MATERIAL SUPPLIED:
═══

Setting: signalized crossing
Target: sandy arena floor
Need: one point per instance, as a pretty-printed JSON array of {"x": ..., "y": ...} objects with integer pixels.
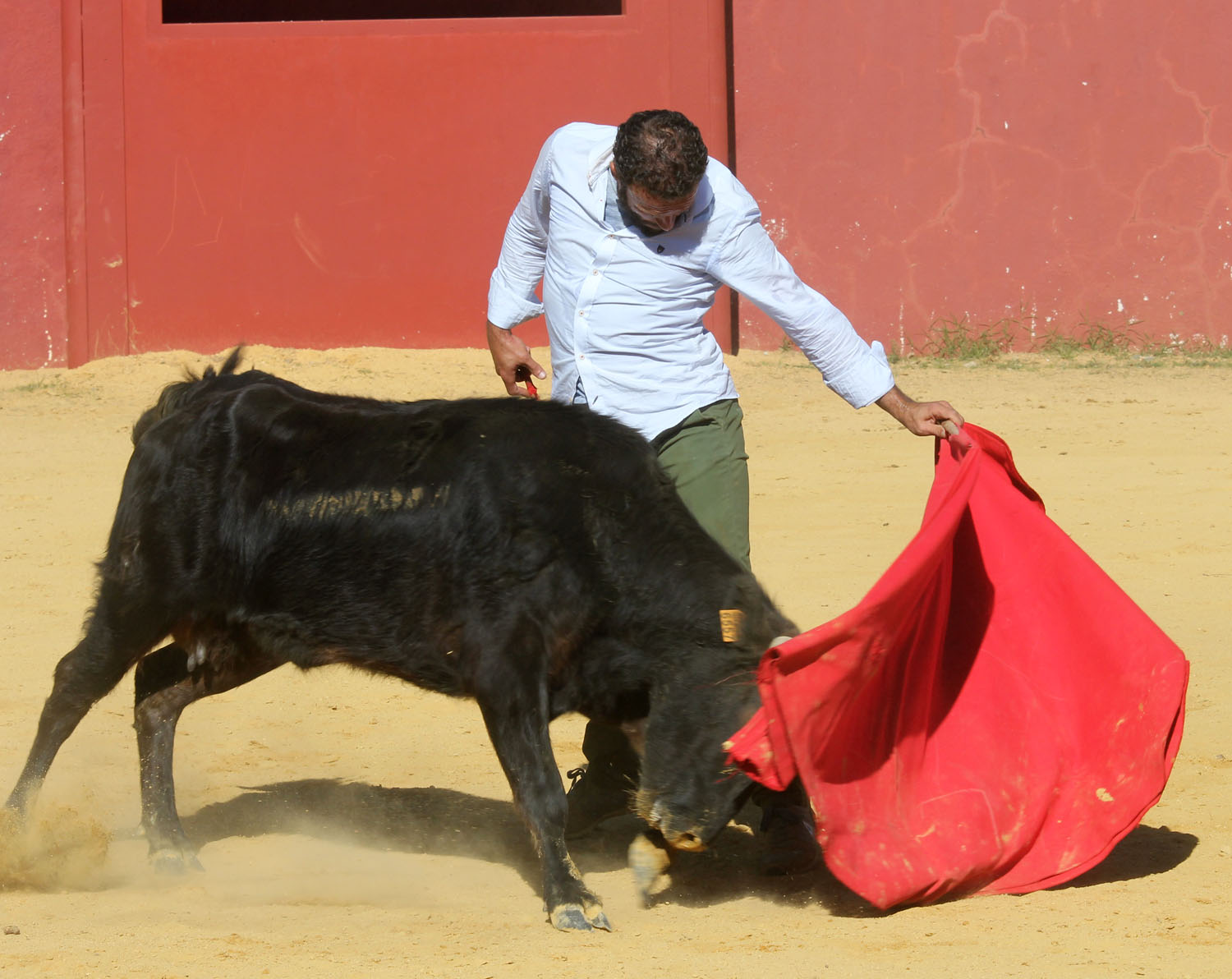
[{"x": 354, "y": 825}]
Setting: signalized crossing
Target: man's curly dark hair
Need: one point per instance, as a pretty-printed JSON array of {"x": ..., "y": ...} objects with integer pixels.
[{"x": 660, "y": 152}]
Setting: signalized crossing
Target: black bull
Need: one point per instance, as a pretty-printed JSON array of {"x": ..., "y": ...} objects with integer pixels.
[{"x": 531, "y": 555}]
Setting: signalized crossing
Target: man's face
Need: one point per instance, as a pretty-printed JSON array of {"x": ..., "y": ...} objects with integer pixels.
[{"x": 652, "y": 214}]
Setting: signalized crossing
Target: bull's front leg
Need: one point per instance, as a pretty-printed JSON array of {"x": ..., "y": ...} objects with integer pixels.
[
  {"x": 164, "y": 687},
  {"x": 517, "y": 724}
]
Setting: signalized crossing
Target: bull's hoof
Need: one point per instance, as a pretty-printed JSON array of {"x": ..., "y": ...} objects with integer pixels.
[
  {"x": 577, "y": 917},
  {"x": 650, "y": 858},
  {"x": 169, "y": 861}
]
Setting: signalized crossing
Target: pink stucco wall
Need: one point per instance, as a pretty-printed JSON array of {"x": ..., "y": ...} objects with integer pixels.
[{"x": 1045, "y": 165}]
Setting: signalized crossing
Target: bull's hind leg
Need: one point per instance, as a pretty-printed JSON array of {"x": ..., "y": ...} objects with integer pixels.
[
  {"x": 164, "y": 686},
  {"x": 113, "y": 644},
  {"x": 517, "y": 715}
]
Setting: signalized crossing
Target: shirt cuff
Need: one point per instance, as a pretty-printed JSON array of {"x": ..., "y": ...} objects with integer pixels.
[{"x": 507, "y": 308}]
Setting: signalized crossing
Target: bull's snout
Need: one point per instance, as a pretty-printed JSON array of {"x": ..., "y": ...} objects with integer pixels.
[{"x": 679, "y": 835}]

═══

WRITTEN INSTRUCTION:
Quote the preceding records in their entirety, excluding every picture.

ANSWER IN FULL:
Setting: signalized crossing
Target: sandy arena floor
Need: one point per instance, as a pretty-printed JSON array of {"x": ..., "y": ...} objects with integer pixels.
[{"x": 354, "y": 825}]
Setting: signalized crossing
Target: man's curly dark hair
Need: one point per instance, as a pretty-printed JSON array of {"x": ..., "y": ...} objects with integer pixels.
[{"x": 660, "y": 152}]
Setting: signalized crossing
Target: black bull
Need: one point per instance, as a pretty-printed JSON array of {"x": ..., "y": ...} objects with integer pixels.
[{"x": 531, "y": 555}]
Setting: signalized crossing
Target: man's face
Need: one point per instance, as a pretty-printed JSON array of {"x": ..., "y": ...} objects with integer pixels.
[{"x": 652, "y": 214}]
Setting: signalized crossing
Target: bull's front leg
Need: one point per instance, as a pretty-printed JSON array of {"x": ..., "y": ...} objects with integer pixels.
[
  {"x": 164, "y": 687},
  {"x": 517, "y": 724}
]
Setting: signalized crossing
Target: bull's hoof
Need: one point per instance, as a pretty-printed JSON array of {"x": ..., "y": ...} objects with integer pixels.
[
  {"x": 577, "y": 917},
  {"x": 650, "y": 858},
  {"x": 169, "y": 861}
]
Setting: signalized crossing
Target: pink stucco wall
Need: one point per instance, as a pretty-printed JSON array of {"x": ..., "y": ...} objects with integer pixels.
[{"x": 1045, "y": 165}]
Setting: signalized crossing
Target: bull's hind leg
Need: one point per instance, as a pretty-printed JSON array of {"x": ..., "y": ...} objects with integer pixels.
[
  {"x": 164, "y": 686},
  {"x": 113, "y": 644},
  {"x": 517, "y": 715}
]
Setting: signalized crossing
Target: shirt cuff
Need: one point per instance, as a pretty-printed JSON array of {"x": ..., "y": ...} objects with integer pixels.
[{"x": 507, "y": 308}]
Setting: signalized crossing
Target: bull's snout
Need: one point per instance, as a pretty-printed JSON array of {"x": ..., "y": ...} objects with integer pixels.
[{"x": 679, "y": 835}]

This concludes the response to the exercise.